┌────────
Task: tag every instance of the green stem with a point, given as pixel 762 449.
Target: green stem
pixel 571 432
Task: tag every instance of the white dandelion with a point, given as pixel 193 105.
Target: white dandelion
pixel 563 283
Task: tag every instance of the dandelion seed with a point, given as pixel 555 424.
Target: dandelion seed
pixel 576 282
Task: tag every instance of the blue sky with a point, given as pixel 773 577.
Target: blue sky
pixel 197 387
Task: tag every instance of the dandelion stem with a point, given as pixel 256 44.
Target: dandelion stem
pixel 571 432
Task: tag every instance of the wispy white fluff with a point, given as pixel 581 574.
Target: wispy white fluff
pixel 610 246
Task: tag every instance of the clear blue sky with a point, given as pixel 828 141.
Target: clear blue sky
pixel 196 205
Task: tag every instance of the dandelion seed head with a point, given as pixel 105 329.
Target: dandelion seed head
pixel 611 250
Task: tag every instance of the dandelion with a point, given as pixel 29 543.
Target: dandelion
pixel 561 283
└────────
┌────────
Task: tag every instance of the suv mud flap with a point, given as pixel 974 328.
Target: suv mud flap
└────────
┌────────
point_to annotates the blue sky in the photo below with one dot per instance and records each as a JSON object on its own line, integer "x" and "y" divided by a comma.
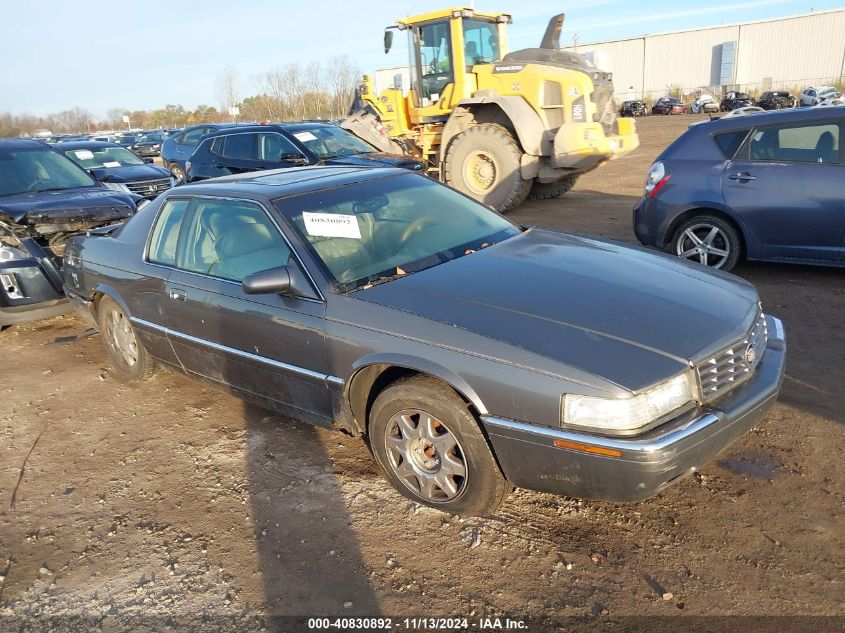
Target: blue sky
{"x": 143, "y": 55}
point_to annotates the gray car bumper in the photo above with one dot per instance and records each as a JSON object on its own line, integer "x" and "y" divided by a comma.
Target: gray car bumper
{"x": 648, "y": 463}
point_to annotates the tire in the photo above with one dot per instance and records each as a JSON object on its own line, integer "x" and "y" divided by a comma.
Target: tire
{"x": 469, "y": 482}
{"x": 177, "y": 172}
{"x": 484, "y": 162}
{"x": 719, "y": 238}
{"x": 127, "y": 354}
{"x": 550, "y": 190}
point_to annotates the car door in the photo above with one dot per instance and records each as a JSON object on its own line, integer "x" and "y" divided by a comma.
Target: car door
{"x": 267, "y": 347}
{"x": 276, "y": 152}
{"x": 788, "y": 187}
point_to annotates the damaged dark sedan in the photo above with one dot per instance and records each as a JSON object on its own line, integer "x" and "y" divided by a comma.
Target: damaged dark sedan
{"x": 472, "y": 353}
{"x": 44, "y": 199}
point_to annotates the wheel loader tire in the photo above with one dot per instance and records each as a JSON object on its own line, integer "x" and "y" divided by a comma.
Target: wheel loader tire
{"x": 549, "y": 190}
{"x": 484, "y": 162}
└────────
*Instruction*. Set down the lines above without any change. Begin at the line that contains "Task: tag every instance of the white" and stop after the line that contains "pixel 576 282".

*The completed task*.
Task: tag every instance of the white dandelion with a point, given as pixel 193 105.
Target: white dandelion
pixel 563 283
Task: tag every instance of the dandelion seed with a point, given as pixel 555 424.
Target: dandelion seed
pixel 576 282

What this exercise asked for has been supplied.